Text segment
BEGIN

Your experienced contract manager just gave notice. Here's how to protect institutional knowledge and keep your research contracts on track.

What to Do When Your Key Contract Manager Leaves: Protecting Institutional Knowledge

Team Pactly · · Contract Management · 9 min read

It is a scenario every research office dreads. Your most experienced contract manager gives two weeks’ notice. They have been managing your Research Collaboration Agreement portfolio for 15 years. They know which sponsors are flexible on IP terms, which PIs need hand-holding through the negotiation process, which agreements have side letters that are not in the main file, and where the bodies are buried.

In two weeks, all of that walks out the door.

This is not a theoretical risk. Research administration faces a genuine talent pipeline problem. Experienced staff are retiring faster than institutions can replace them, and the people leaving carry decades of context that was never written down. If you are reading this, there is a good chance it just happened to you.

Here is what to do.

What You Are Actually Losing

It is tempting to think of this as a staffing problem: one person leaves, you hire another. But what you are actually losing is not a person. It is a layer of institutional knowledge that took years to accumulate and was never formally captured.

Negotiation History

Why did your office accept those unusual IP terms with Sponsor X three years ago? Because of a specific concession they made on publication rights that made the overall deal favorable. That context lives in someone’s head. Without it, the next person reviewing a renewal from the same sponsor has no idea whether to hold the line or concede, and no basis for knowing which approach is right.

END

Source information
BEGIN

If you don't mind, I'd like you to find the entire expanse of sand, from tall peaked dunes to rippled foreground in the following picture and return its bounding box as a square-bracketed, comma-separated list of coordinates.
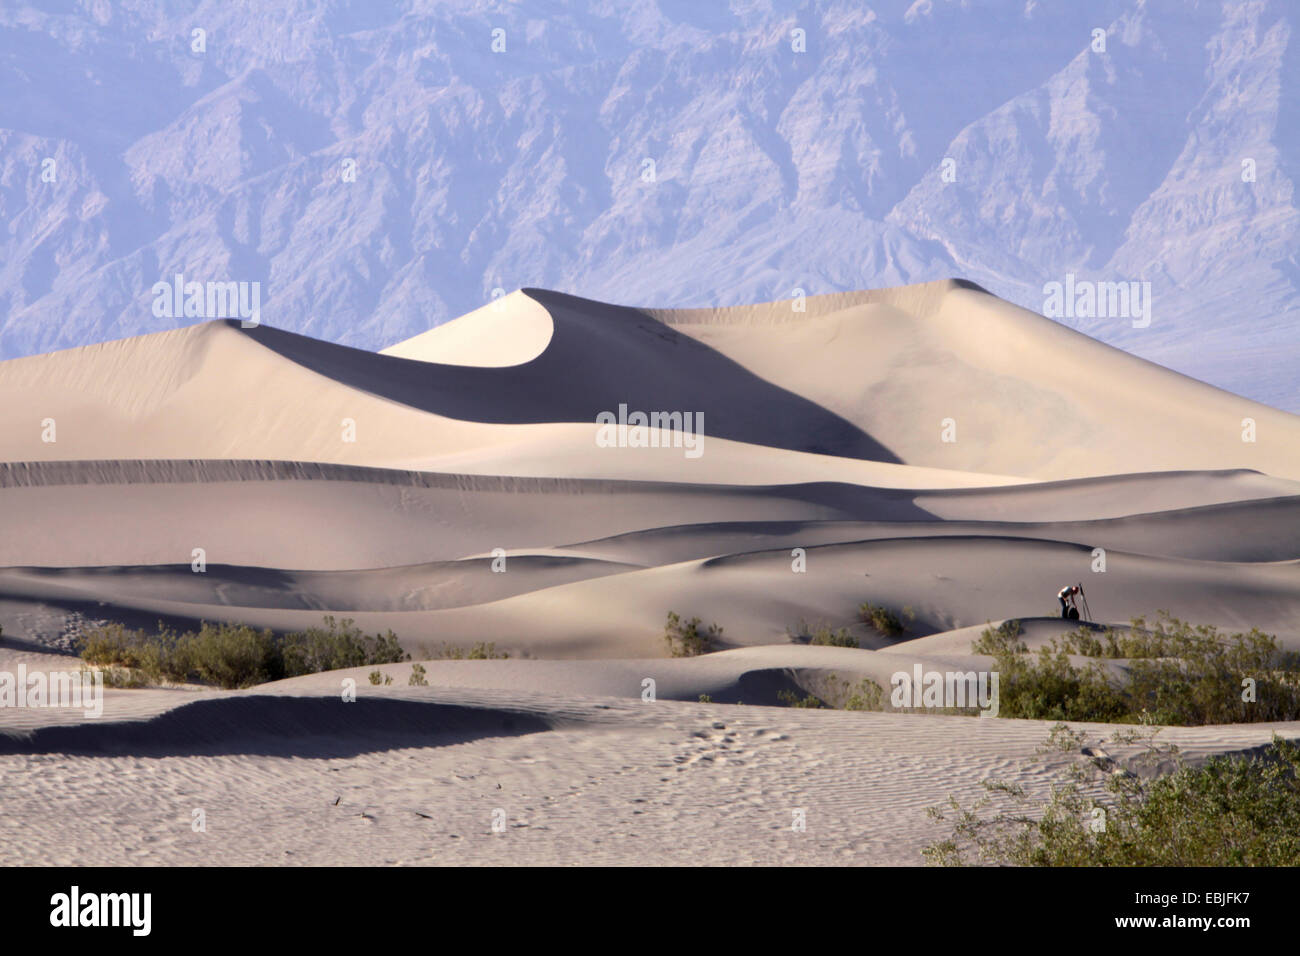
[0, 281, 1300, 864]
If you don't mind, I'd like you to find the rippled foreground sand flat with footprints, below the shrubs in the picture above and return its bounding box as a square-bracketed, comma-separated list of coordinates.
[0, 662, 1300, 865]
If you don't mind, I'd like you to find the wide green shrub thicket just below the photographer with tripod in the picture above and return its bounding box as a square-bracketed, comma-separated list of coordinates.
[971, 611, 1300, 724]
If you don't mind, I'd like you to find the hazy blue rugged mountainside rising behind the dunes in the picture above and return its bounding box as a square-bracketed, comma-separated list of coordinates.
[0, 0, 1300, 411]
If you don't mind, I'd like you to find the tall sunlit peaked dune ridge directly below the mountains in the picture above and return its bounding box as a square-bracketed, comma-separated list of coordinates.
[0, 282, 1300, 481]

END

What to do
(1) Rewrite the article's paragraph beginning "This is not a theoretical risk" more concisely, keeping its main facts.
(2) Retype the stretch of the article from "Team Pactly ·" through "bodies are buried." without any changes.
The lines have no connection to the article.

Solution set
(1) The risk is real. Research administration has a talent pipeline problem: experienced staff are retiring faster than institutions can replace them, and they take decades of unrecorded context with them. A reader may well be facing this situation already.

(2)
Team Pactly · · Contract Management · 9 min read

It is a scenario every research office dreads. Your most experienced contract manager gives two weeks’ notice. They have been managing your Research Collaboration Agreement portfolio for 15 years. They know which sponsors are flexible on IP terms, which PIs need hand-holding through the negotiation process, which agreements have side letters that are not in the main file, and where the bodies are buried.